Written problem:
Copy the data word for word, keeping every line.
○ ○ ○
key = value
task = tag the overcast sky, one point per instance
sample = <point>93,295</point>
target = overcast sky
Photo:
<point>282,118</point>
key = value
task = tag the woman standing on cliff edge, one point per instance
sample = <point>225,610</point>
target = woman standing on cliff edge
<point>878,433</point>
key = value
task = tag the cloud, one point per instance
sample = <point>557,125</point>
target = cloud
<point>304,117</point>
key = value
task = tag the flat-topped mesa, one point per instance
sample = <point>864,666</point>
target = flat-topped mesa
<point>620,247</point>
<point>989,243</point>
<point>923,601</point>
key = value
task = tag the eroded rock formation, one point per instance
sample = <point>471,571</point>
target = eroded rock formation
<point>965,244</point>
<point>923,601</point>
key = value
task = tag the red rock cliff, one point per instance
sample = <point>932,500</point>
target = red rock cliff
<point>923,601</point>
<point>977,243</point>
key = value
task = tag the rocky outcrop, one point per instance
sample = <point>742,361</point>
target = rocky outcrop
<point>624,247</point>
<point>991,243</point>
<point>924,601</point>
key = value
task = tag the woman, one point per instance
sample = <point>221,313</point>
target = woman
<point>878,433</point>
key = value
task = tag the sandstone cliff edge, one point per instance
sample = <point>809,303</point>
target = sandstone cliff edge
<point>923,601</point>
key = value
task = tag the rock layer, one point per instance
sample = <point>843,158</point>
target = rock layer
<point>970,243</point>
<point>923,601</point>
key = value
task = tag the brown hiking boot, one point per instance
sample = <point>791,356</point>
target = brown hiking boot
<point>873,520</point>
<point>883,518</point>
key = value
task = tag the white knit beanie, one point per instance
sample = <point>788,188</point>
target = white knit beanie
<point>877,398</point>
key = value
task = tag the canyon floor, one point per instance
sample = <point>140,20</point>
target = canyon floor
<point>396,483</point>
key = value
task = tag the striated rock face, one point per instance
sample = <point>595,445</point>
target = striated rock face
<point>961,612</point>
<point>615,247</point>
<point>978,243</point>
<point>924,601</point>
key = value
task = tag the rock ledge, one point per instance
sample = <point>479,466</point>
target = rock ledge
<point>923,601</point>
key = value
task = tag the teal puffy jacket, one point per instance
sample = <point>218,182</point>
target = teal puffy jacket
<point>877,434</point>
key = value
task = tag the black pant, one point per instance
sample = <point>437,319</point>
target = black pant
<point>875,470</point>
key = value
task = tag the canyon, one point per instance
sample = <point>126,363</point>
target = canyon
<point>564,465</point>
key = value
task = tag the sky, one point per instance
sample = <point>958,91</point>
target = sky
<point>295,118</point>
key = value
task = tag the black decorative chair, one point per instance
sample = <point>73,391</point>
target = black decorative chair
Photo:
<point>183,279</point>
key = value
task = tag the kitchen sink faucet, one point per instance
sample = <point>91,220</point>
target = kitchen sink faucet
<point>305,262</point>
○ ○ ○
Response to the task:
key = value
task = tag the overcast sky, one point per instance
sample = <point>93,295</point>
target = overcast sky
Photo:
<point>282,118</point>
key = value
task = tag the woman standing on cliff edge, one point per instance
sample = <point>225,610</point>
target = woman standing on cliff edge
<point>878,433</point>
key = value
task = tag the cloud, one point per instance
sample = <point>557,125</point>
target = cloud
<point>304,117</point>
key = value
task = tag the flat-topped mesa, one point per instance
sample = <point>864,666</point>
target = flat-topped mesa
<point>620,247</point>
<point>989,243</point>
<point>923,601</point>
key = value
task = tag the eroded rock formation, one point per instance
sample = <point>471,571</point>
target = eroded rock formation
<point>965,244</point>
<point>923,601</point>
key = value
task = tag the red rock cliff, one point per instance
sample = <point>932,500</point>
target = red rock cliff
<point>923,601</point>
<point>977,243</point>
key = value
task = tag the rocky outcrop, one point per instance
sample = <point>742,361</point>
target = rocky outcrop
<point>624,247</point>
<point>991,243</point>
<point>924,601</point>
key = value
task = tag the woman, one point per instance
sample = <point>221,313</point>
target = woman
<point>878,433</point>
key = value
task = tag the sandstone cliff edge, one point per instance
sample = <point>809,303</point>
target = sandstone cliff edge
<point>923,601</point>
key = value
task = tag the rock layer, one point per instance
sample = <point>843,158</point>
target = rock layer
<point>970,243</point>
<point>923,601</point>
key = value
task = tag the brown hiking boot, one point per instance
sample = <point>791,356</point>
target = brown hiking boot
<point>873,520</point>
<point>883,518</point>
key = value
task = tag the white knit beanie, one point per instance
sample = <point>788,188</point>
target = white knit beanie
<point>877,398</point>
key = value
task = tag the canyon floor, one point per instance
sample = <point>140,20</point>
target = canyon floor
<point>396,483</point>
key = value
task = tag the striated rock face, one point per instance
sample = <point>595,445</point>
target = striated rock face
<point>961,612</point>
<point>615,247</point>
<point>978,243</point>
<point>924,601</point>
key = value
task = tag the rock ledge, one point per instance
sample = <point>479,466</point>
target = rock ledge
<point>923,601</point>
key = value
task = tag the teal puffy jacket, one point per instance
sample = <point>218,182</point>
target = teal puffy jacket
<point>877,434</point>
key = value
task = tag the black pant, one point per instance
sample = <point>437,319</point>
target = black pant
<point>875,470</point>
key = value
task = tag the canyon, one point per instance
sample = <point>126,363</point>
target = canyon
<point>564,465</point>
key = value
task = tag the sky, one point per instance
sample = <point>958,91</point>
target = sky
<point>295,118</point>
key = value
task = tag the black decorative chair, one point per instance
sample = <point>73,391</point>
target = black decorative chair
Photo:
<point>183,279</point>
key = value
task = tag the kitchen sink faucet, one point per instance
sample = <point>91,220</point>
target = kitchen sink faucet
<point>305,262</point>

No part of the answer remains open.